Find each line in the records below that contains the string "document", matching case exactly, and copy those lines.

Given records =

#####

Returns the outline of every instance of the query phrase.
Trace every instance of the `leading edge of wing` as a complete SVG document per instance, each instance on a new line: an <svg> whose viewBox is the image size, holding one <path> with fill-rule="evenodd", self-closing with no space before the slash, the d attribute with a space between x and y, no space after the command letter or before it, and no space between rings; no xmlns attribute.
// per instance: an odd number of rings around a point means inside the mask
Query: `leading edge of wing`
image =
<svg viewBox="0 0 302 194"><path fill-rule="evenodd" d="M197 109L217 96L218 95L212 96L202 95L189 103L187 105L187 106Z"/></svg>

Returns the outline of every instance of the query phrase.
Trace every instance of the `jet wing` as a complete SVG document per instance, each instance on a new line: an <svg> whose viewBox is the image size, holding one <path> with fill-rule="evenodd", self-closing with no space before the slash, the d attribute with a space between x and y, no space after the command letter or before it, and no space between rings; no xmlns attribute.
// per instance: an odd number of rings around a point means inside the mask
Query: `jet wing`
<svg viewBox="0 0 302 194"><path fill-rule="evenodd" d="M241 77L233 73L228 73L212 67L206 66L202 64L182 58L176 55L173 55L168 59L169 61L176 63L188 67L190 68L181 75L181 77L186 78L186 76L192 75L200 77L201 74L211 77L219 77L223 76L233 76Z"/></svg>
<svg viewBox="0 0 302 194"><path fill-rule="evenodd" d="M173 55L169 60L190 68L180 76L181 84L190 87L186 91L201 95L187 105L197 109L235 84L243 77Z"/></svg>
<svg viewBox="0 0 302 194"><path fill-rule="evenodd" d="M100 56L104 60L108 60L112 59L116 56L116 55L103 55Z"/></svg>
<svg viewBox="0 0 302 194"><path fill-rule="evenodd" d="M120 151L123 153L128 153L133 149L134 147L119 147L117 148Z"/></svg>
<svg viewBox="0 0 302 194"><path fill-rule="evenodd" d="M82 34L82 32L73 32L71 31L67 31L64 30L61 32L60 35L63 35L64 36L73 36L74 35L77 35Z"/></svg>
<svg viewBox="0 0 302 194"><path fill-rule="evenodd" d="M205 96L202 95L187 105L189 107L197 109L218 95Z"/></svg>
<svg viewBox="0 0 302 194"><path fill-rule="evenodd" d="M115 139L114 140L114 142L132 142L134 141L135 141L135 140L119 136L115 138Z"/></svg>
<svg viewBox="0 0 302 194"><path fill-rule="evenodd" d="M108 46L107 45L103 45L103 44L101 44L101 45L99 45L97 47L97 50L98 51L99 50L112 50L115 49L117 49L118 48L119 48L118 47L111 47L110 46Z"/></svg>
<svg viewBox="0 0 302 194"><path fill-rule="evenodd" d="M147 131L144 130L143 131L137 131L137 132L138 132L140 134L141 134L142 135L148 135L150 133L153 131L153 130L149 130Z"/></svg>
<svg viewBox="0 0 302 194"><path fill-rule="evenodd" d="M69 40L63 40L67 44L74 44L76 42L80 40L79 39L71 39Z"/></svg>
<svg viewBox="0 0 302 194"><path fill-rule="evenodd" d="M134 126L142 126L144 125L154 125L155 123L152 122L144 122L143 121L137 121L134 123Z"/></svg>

#####

Correct result =
Trace every instance of the `leading edge of wing` as a complete SVG document per instance, each instance on a new line: an <svg> whose viewBox is the image size, holding one <path> with fill-rule="evenodd", self-closing with no space before the slash, the d attribute with a space between x and y, no space after the command letter or before it, and no space between rings; no xmlns attribute.
Trace every instance of the `jet wing` as a complete SVG document per instance, each instance on a new line: an <svg> whose viewBox is the image size, holding one <path> with fill-rule="evenodd", self-closing with no space before the slash, the d attribute with a space between x and y, no space after the command letter or before it, and no space between rings; no xmlns attribute.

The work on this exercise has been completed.